Below is a block of entries; repeat exactly the lines starting at the line that contains "[1107, 325]" and ending at the line that contains "Tag the flat", both included.

===== Source records

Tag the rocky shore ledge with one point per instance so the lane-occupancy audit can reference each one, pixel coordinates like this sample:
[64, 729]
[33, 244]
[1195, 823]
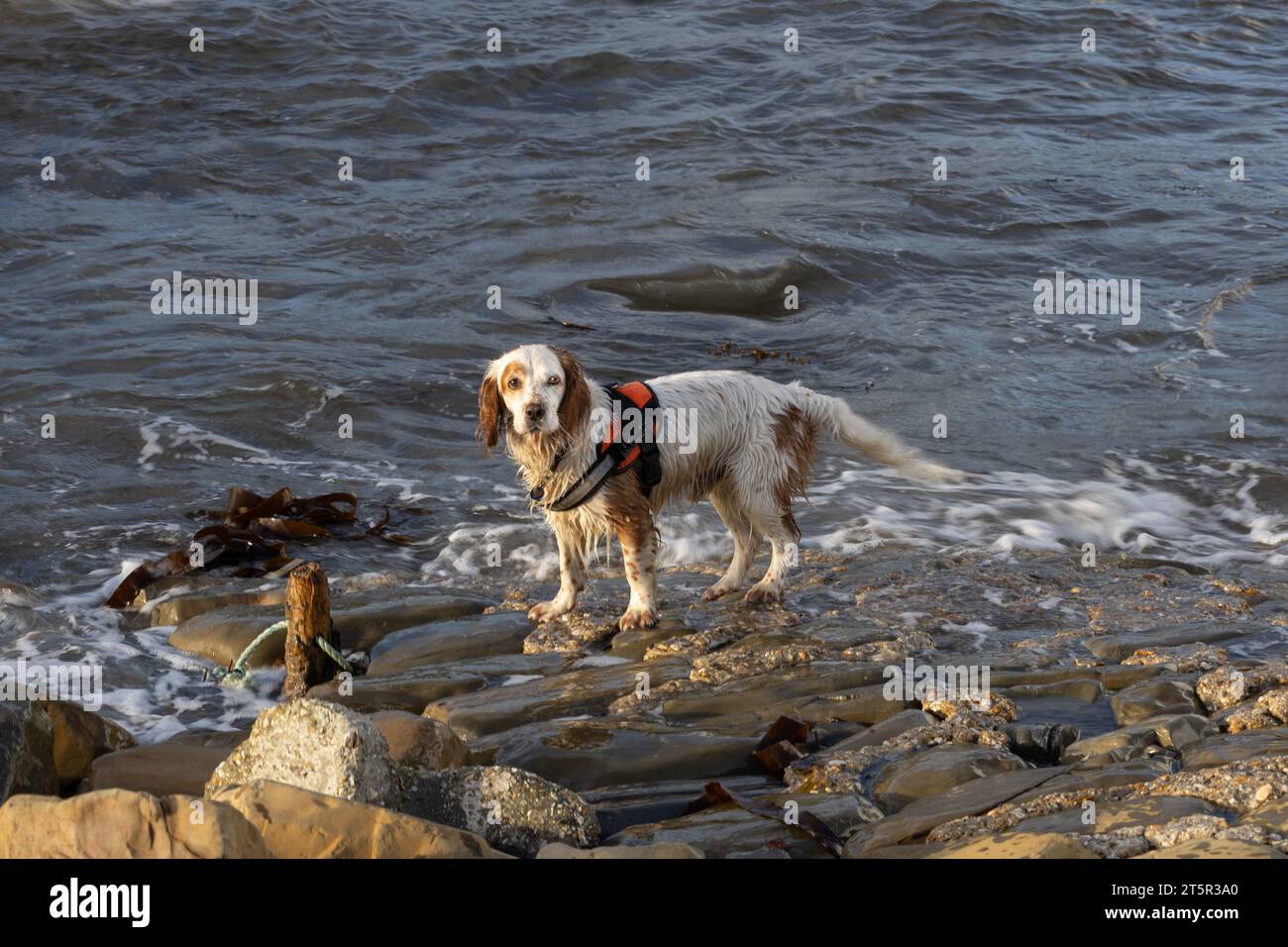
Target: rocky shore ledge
[1136, 709]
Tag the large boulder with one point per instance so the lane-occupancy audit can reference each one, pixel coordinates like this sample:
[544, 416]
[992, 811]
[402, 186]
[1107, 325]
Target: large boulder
[1154, 698]
[178, 767]
[119, 823]
[313, 745]
[80, 737]
[514, 810]
[26, 749]
[934, 772]
[419, 741]
[299, 823]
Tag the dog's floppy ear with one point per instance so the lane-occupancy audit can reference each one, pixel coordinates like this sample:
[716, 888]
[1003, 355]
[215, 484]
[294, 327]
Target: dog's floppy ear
[490, 411]
[575, 407]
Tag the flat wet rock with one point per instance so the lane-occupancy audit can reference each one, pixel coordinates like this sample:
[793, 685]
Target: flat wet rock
[728, 831]
[1107, 686]
[589, 754]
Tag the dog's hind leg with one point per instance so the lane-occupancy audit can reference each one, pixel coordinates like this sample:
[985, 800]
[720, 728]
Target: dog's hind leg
[784, 535]
[746, 541]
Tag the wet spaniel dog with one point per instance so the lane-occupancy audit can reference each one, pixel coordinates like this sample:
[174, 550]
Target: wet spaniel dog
[743, 442]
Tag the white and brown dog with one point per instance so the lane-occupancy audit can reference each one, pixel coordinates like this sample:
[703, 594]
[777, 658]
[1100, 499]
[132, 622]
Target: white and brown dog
[751, 450]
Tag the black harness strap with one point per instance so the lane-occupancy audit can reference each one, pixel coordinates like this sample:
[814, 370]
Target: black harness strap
[617, 455]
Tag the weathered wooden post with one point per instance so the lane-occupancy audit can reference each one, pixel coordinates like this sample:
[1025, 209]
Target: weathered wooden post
[308, 615]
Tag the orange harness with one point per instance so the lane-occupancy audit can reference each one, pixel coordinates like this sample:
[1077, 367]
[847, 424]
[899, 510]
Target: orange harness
[617, 455]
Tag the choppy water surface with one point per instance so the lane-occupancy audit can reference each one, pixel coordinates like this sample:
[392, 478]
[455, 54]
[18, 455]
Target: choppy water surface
[518, 169]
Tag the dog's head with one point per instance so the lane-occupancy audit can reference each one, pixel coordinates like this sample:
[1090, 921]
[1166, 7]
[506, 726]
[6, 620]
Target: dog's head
[535, 389]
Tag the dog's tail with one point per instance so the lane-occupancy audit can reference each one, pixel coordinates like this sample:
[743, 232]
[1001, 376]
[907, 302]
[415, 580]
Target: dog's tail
[840, 421]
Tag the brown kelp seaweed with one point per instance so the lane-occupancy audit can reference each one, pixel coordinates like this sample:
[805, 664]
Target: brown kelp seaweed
[253, 536]
[717, 793]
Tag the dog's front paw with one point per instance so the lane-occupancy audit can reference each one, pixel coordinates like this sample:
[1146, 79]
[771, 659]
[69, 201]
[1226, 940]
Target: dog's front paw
[636, 616]
[546, 611]
[764, 592]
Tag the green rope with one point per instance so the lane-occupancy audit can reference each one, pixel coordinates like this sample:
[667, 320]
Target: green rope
[333, 654]
[239, 674]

==========

» **Answer below**
[1107, 325]
Target: large boulder
[1154, 698]
[178, 767]
[119, 823]
[313, 745]
[80, 737]
[514, 810]
[26, 749]
[934, 772]
[419, 741]
[299, 823]
Tag the dog's floppy ear with one point per instance so the lane-occupancy audit can reference each one, pixel coordinates like this sample:
[716, 888]
[1003, 355]
[215, 484]
[294, 327]
Target: dog's floppy ear
[490, 411]
[575, 407]
Tag the flat wet rock with one point per instance so the lane-occupancy audit can reference each one, pixel coordinates like this sample:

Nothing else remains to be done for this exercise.